Given request: Repeat, without any change, the entries presented below.

== Data for the task ==

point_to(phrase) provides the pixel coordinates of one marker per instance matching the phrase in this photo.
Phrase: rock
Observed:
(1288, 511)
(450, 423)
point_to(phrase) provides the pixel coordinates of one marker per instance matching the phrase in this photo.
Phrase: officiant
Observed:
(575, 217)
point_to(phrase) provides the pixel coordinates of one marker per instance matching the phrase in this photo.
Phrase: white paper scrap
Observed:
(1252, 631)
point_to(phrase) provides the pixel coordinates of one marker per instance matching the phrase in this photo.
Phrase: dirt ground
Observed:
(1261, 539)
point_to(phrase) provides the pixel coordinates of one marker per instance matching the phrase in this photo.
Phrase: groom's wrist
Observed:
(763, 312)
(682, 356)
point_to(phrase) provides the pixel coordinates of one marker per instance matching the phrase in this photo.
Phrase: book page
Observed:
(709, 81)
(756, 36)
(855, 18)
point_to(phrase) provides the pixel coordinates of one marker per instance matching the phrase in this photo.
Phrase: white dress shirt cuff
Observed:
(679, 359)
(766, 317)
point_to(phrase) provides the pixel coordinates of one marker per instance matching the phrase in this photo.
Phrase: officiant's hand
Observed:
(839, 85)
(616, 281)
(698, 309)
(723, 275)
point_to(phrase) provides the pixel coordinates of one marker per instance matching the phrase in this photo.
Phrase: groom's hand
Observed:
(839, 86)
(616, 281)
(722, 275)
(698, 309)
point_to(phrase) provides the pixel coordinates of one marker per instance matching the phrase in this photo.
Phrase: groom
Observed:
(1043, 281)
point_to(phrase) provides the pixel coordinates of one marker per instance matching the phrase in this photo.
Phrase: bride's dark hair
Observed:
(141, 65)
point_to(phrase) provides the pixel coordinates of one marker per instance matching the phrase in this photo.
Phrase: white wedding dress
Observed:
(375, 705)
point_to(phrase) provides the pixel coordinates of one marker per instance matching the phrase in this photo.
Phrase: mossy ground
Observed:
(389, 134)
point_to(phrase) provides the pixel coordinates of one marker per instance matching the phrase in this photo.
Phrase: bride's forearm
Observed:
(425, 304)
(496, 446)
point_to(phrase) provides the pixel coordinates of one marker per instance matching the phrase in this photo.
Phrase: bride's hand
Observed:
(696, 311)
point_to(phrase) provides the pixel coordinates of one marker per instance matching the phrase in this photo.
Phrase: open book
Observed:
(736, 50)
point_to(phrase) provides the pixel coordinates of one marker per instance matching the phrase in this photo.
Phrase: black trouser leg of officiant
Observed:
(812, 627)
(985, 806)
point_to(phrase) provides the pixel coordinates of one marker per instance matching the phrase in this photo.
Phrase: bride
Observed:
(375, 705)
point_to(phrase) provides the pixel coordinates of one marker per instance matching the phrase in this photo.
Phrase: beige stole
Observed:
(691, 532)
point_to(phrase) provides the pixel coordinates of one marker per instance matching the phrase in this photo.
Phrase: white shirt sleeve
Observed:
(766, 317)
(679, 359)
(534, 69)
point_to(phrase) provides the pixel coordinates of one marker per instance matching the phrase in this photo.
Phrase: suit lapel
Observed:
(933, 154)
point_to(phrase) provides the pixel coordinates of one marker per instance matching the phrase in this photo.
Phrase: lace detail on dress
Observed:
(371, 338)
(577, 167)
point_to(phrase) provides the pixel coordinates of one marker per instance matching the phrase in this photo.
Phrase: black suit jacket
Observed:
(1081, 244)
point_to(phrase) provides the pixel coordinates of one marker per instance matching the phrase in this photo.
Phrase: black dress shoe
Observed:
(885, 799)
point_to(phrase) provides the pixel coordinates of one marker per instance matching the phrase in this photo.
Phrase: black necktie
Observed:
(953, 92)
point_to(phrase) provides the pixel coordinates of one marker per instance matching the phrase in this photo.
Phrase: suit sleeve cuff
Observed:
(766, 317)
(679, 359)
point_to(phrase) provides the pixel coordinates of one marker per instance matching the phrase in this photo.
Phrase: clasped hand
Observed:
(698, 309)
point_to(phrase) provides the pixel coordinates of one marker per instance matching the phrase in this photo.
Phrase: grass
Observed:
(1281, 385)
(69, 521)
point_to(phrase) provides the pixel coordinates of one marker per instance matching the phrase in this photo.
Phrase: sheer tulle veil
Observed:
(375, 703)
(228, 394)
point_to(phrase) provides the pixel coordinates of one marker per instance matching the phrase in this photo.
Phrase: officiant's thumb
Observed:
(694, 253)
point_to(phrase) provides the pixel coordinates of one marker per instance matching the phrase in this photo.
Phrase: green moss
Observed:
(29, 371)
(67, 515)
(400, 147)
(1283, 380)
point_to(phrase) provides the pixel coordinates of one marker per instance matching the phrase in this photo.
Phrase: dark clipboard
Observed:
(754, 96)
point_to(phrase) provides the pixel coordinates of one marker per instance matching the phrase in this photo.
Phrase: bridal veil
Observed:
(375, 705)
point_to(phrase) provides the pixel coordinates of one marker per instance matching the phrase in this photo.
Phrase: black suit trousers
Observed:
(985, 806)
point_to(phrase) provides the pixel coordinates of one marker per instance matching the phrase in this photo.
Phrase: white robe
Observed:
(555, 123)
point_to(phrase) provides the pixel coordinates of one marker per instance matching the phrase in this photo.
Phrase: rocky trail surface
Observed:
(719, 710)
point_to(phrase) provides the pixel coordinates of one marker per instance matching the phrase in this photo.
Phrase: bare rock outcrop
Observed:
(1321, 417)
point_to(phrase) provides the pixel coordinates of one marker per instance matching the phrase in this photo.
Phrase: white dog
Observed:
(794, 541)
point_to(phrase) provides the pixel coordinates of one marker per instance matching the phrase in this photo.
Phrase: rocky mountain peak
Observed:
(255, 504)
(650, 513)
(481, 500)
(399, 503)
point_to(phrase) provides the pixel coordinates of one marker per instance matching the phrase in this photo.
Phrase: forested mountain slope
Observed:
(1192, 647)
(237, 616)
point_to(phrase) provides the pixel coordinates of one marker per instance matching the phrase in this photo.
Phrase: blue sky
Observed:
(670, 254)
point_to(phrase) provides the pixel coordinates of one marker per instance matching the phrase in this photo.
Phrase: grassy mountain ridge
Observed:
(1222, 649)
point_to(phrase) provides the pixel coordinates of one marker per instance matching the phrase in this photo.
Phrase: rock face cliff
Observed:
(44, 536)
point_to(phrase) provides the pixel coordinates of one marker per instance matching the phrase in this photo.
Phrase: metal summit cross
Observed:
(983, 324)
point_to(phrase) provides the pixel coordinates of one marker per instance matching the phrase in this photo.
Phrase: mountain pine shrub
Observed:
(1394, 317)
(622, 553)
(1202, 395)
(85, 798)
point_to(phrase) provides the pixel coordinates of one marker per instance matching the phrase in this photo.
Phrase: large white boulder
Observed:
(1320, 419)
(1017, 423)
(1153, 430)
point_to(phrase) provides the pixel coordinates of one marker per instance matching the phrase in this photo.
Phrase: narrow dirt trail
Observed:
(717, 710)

===

Expected output:
point_to(phrase) provides the pixel coordinates of one marker per instance matching the phrase in this photo.
Phrase: rock
Observed:
(1288, 511)
(450, 423)
point_to(phrase) provides the pixel coordinates of one marker per instance matching the phrase in this photo.
Phrase: officiant
Observed:
(575, 217)
point_to(phrase) provides the pixel coordinates of one marker per instance matching the phrase in this photo.
Phrase: white paper scrap
Observed:
(1252, 631)
point_to(phrase) provides the pixel coordinates of one marker per instance matching the phrase in this photo.
Phrase: dirt ground
Observed:
(1261, 539)
point_to(phrase) provides the pixel coordinates of one marker per instance matching the phrase in this photo.
Phrase: groom's wrist
Observed:
(763, 312)
(682, 356)
point_to(phrase) provides the pixel coordinates of one marker per instance matching the phrase in this photo.
Phrase: book page
Observed:
(709, 81)
(756, 36)
(855, 18)
point_to(phrase) provides the pixel coordinates of one marker per instance matching the phrase in this photo.
Phrase: white dress shirt cuff
Observed:
(679, 359)
(766, 317)
point_to(phrase) provides the pixel coordinates of one marker per instance matching the phrase in this photo.
Phrase: officiant's hand
Observed:
(839, 85)
(616, 281)
(698, 309)
(723, 275)
point_to(phrase) provides the pixel coordinates of one marker per instance matching the phrase in this photo.
Phrase: groom's hand
Observed:
(839, 86)
(616, 281)
(722, 275)
(698, 309)
point_to(phrase) provides the pixel coordinates of one marker per instance matching the phrase in this photo.
Phrase: groom
Observed:
(1043, 281)
point_to(phrase) provides the pixel coordinates of one marker per instance matching the phrase in this photo.
Phrase: bride's dark hair
Observed:
(141, 65)
point_to(phrase) provides the pixel coordinates of one marker per instance matching the phrase in this photo.
Phrase: white wedding dress
Observed:
(375, 705)
point_to(phrase) provides the pixel coordinates of one marker per instance matching the phrase in this photo.
Phrase: mossy ground
Observed:
(389, 134)
point_to(phrase) provides the pixel coordinates of one marker per instance matching the phrase in this photo.
Phrase: bride's forearm
Observed:
(425, 304)
(496, 446)
point_to(phrase) provides the pixel coordinates of one marker per instance matching the phrase in this photo.
Phrase: bride's hand
Observed:
(696, 311)
point_to(phrase) provides the pixel coordinates of one marker per instance matching the phrase in this photo.
Phrase: open book
Observed:
(736, 50)
point_to(phrase) provides the pixel coordinates of one marker per instance matching the phrase in this photo.
Phrase: black trouser leg of officiant
Observed:
(812, 627)
(985, 806)
point_to(phrase) provides the pixel coordinates of one marker per instance matching the phrase in this photo.
Phrase: bride
Observed:
(375, 705)
point_to(phrase) provides the pixel coordinates of one marker per instance matching the phrase in this photo.
Phrase: beige stole
Observed:
(691, 532)
point_to(phrase) provides the pixel coordinates of one marker per instance matching the phrase in this photo.
Phrase: white shirt sleeve
Observed:
(766, 317)
(679, 359)
(534, 69)
point_to(phrase) provides the pixel coordinates of one marker per instance matching the phrase in this photo.
Phrase: suit lapel
Observed:
(933, 154)
point_to(phrase) provides the pixel coordinates of one marker per instance matching the phrase in this photo.
Phrase: lace detail on dress
Observed:
(371, 338)
(577, 167)
point_to(phrase) provides the pixel coordinates of one marker per instance matching the phrase in this photo.
Phrase: black suit jacket
Observed:
(1081, 244)
point_to(phrase) provides the pixel coordinates of one marker per instance matching the phrase in this photo.
Phrase: black dress shoe
Observed:
(885, 799)
point_to(phrase) provides the pixel coordinates of one marker per instance matching the phrase in this photo.
Phrase: black necktie
Observed:
(953, 92)
point_to(phrase) provides the pixel coordinates of one marker per instance matching the phrase in this photo.
Phrase: suit sleeve cuff
Observed:
(766, 317)
(679, 359)
point_to(phrase) provides the pixel coordinates of one marker per instance matching the phrase in this photo.
Phrase: clasped hand
Observed:
(698, 309)
point_to(phrase) provides the pixel coordinates of one marker per instance matching the phrase in this photo.
Phrase: grass
Observed:
(1281, 385)
(69, 521)
point_to(phrase) provides the pixel coordinates of one marker per instance matching the phrase in this photo.
Phrase: sheer tulle veil
Observed:
(375, 703)
(228, 394)
point_to(phrase) provides the pixel coordinates of one marker per instance matching the phrase in this photo.
Phrase: officiant's thumb
Observed:
(694, 253)
point_to(phrase) provides the pixel coordinates of one marker per instance matching the phrase in this photo.
Phrase: green moss
Observed:
(29, 371)
(67, 515)
(400, 147)
(1283, 380)
point_to(phrase) provides the pixel coordinates of one marker per instance matching the phrase in this photo.
Phrase: dark clipboard
Observed:
(754, 96)
point_to(phrase) provides the pixel coordinates of one marker per instance matching the phrase in this photo.
Phrase: bridal veil
Observed:
(375, 705)
point_to(phrase) provides the pixel coordinates of one marker per instance matching the phrase in this photo.
Phrase: black suit trousers
Observed:
(985, 806)
point_to(phrase) provides the pixel coordinates of one marker per instance matching the phrase in this photo.
Phrase: white robe
Observed:
(555, 123)
point_to(phrase) provides the pixel coordinates of one marker per instance matching the phrase in this photo.
Phrase: rocky trail surface
Observed:
(719, 710)
point_to(phrase) provides the pixel coordinates of one marker per instance matching the phrase in this photo.
Phrase: bare rock outcrop
Observed:
(1321, 417)
point_to(phrase) provides the pixel coordinates of one marker per instance matching the phrase in this photo.
Phrase: white dog
Observed:
(794, 541)
point_to(phrase) provides the pixel coordinates of one marker per instance matching the phrase in this photo.
Phrase: rocky mountain peak
Observed:
(255, 504)
(650, 513)
(481, 500)
(399, 503)
point_to(phrase) provides the pixel coordinates of one marker per instance matching the phrase in this photo.
Phrase: forested mountain slope
Observed:
(1192, 647)
(237, 616)
point_to(phrase) provides the pixel coordinates of one marker per instance matching the phrase in this photo.
Phrase: blue sky
Observed:
(670, 254)
point_to(phrase) provides the pixel coordinates of one marker per instance matching the phrase in this photo.
Phrase: grassy mountain ridge
Observed:
(1222, 649)
point_to(phrase) provides the pixel coordinates of one marker per instance matching the phrase in this photo.
Phrase: rock face cliff
Observed:
(44, 536)
point_to(phrase) provides the pixel coordinates of one marker per instance matching the phrase in this photo.
Phrase: metal summit cross
Observed:
(983, 324)
point_to(phrase) provides the pixel coordinates of one marker per instance matching the phrase in this photo.
Phrase: mountain pine shrub
Observed:
(1394, 317)
(622, 553)
(1202, 395)
(85, 798)
point_to(phrase) provides the pixel coordinates of one marker per instance matching the phrase in this photo.
Phrase: large white boulder
Observed:
(1320, 419)
(1017, 423)
(1153, 430)
point_to(phrase) provides the pixel coordinates of one marker per instance matching the phrase in this photo.
Phrase: narrow dirt trail
Observed:
(717, 710)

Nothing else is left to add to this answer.